TASK DIRECTIONS:
Can you retype only the lines from the one with "marking the plant" through the final line of the material, exactly as given?

MATERIAL SUPPLIED:
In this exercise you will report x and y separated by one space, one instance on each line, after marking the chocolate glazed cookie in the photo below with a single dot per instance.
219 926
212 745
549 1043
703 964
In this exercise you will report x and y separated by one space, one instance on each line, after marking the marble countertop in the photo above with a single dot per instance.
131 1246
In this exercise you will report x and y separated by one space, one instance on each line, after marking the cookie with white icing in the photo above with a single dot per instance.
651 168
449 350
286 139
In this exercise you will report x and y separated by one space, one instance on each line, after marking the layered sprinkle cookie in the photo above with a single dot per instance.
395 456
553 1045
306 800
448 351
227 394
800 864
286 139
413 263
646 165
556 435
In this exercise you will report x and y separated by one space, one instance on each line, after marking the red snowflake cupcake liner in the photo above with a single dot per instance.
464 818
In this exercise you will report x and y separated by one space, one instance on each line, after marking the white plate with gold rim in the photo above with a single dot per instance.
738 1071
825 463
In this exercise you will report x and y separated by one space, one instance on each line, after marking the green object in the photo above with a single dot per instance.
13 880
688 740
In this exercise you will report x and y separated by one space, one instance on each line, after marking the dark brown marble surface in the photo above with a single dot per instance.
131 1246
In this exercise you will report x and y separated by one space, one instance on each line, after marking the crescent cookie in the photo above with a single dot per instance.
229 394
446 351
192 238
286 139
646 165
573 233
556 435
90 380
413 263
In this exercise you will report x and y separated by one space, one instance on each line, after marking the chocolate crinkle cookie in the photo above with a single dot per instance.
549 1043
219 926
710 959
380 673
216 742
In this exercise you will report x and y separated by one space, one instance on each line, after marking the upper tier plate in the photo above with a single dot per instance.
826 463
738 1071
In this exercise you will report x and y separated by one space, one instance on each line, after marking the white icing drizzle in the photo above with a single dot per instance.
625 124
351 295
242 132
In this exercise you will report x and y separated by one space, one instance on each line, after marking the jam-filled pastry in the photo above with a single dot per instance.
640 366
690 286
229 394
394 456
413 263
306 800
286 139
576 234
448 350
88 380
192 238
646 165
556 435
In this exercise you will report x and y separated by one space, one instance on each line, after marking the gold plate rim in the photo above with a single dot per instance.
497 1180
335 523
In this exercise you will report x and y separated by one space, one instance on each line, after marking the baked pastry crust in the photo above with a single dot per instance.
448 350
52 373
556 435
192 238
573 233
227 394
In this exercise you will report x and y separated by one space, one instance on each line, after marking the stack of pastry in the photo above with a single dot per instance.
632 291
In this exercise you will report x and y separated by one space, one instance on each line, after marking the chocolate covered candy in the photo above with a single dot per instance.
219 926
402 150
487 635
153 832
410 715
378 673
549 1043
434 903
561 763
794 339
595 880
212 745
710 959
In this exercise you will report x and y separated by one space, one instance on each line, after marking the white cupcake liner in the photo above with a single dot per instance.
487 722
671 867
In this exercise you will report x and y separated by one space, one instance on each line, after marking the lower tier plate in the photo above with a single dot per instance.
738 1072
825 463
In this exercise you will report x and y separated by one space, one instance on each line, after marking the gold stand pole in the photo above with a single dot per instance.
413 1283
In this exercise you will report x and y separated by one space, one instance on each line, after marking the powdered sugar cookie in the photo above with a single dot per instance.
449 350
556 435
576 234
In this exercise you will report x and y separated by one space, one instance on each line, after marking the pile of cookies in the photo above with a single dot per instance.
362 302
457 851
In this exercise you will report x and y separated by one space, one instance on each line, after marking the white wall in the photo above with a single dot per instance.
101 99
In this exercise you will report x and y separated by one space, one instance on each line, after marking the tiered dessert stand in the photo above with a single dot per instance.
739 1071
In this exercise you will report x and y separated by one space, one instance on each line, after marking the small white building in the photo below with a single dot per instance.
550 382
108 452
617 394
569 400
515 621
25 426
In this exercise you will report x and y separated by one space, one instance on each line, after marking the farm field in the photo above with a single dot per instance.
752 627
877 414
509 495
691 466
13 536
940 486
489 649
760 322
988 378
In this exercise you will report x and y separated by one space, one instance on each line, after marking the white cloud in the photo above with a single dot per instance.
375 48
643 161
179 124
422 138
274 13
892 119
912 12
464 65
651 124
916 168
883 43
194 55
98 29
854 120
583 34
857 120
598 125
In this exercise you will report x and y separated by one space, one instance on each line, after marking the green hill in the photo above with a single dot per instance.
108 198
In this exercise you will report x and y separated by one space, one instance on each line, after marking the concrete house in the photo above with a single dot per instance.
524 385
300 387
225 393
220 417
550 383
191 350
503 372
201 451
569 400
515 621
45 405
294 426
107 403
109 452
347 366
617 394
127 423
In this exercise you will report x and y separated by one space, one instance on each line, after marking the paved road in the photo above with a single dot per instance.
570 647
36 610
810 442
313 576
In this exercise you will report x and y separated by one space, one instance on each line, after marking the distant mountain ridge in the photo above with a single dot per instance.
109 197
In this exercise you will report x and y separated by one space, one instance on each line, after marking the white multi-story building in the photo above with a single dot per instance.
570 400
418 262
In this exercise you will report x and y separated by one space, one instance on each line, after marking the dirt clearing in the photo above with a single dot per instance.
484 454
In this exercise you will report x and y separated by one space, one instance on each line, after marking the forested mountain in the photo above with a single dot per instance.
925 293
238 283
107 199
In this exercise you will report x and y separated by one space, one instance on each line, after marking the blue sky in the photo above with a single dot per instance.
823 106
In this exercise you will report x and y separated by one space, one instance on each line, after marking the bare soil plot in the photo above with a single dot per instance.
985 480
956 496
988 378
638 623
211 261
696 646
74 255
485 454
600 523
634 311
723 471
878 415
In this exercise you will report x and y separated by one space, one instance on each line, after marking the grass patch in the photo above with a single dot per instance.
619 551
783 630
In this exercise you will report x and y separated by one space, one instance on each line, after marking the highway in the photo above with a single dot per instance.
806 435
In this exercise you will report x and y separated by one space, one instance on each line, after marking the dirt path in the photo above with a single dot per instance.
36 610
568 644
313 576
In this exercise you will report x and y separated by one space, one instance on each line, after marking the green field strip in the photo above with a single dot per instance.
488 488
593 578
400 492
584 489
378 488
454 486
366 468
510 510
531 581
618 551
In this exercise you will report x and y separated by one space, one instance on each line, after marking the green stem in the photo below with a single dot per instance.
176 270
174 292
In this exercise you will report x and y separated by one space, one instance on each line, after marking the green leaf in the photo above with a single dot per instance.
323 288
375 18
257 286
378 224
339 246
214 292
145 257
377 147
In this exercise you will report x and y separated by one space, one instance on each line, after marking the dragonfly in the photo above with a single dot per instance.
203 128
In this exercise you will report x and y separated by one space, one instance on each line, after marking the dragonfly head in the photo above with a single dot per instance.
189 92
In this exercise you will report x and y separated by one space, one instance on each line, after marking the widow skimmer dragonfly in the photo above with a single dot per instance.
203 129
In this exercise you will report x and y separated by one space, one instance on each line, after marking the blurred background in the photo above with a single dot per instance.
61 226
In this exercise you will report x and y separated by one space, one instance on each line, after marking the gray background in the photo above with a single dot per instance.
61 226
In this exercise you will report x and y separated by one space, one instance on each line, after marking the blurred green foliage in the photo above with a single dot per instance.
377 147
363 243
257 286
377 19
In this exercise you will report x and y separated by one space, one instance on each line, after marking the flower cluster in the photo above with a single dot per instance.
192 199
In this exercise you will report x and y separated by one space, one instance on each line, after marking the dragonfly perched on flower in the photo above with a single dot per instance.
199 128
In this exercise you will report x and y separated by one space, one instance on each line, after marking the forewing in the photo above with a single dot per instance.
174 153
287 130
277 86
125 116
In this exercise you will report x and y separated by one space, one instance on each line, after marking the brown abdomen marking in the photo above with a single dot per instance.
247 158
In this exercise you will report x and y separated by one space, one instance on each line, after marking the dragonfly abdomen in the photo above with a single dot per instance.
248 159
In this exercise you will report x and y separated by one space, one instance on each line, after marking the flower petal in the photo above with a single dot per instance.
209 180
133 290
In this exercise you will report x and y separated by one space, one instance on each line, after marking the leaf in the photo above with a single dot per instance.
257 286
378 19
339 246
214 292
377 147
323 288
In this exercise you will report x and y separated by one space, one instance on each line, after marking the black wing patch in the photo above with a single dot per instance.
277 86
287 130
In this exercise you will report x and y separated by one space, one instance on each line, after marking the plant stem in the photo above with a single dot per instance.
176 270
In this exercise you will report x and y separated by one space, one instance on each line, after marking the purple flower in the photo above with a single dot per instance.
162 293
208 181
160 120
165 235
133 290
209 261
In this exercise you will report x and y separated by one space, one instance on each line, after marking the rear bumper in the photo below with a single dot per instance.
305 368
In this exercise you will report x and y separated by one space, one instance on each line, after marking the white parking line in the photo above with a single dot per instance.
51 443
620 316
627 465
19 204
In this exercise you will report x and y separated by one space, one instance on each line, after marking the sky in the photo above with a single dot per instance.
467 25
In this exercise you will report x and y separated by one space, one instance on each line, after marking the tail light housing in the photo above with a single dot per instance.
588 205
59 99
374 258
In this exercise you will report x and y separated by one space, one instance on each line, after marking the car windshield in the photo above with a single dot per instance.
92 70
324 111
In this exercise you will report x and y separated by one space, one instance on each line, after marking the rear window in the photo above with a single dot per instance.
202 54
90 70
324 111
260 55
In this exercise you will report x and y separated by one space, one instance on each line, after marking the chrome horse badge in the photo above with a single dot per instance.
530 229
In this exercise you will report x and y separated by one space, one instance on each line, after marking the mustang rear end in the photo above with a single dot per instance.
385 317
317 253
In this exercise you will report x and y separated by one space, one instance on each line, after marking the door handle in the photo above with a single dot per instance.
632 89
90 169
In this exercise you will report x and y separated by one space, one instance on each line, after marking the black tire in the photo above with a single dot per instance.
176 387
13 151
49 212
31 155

ANSWER TO THE TASK:
In this exercise you will report x and y separated by one space, one instance on each line, after marking the plant stem in the photo above with a single dot per instance.
176 270
In this exercise you will report x and y separated by one space, one instance on each line, after marking the purple flower in the photo above with a single dot per instance.
162 293
208 181
160 120
165 235
133 290
209 261
In this exercise you will report x and y separated by one space, one instance on each line, after marking the rear bumper in the photo below with a single dot per instance.
305 368
In this exercise you will report x and y separated by one space, one instance on each line, after marking the white parking line in the photo above with a single dot per instance.
51 443
620 316
627 465
19 204
In this exercise you will report x and y separated by one space, one instance on each line, after marking the sky in the photo above with a single dot per instance.
467 25
In this exercise you will report x and y separated by one space, one instance on each line, after marking the tail light housing in the photo above with a single dot per instance.
588 205
59 99
374 258
In this exercise you will report x and y separated by one space, one instance on each line, after marking the car windshield in the photo above with a single dot per instance.
92 70
324 111
In this exercise you will report x and y separated by one space, one instance on each line, after marking the rear window in the photo above with a single dot per instance.
202 54
90 70
324 111
260 55
In this exercise you will report x and y separated by one space, one instance on each line, after marking the chrome horse badge in the photo above with a single dot per instance.
530 229
In this exercise you will report x and y separated by one space, one instance on each line, after marking the mustang rear end in the photo above with a single dot per instance.
385 317
317 253
In this exercise you will report x and y separated by one space, one instance on each line, after marking the door handle in the photo above with a single dot per instance.
632 89
90 169
In this exercise you will report x and y separated by one space, one instance on each line, after marking the black tire in the photo above with a single dot per instance.
176 387
13 151
49 212
31 155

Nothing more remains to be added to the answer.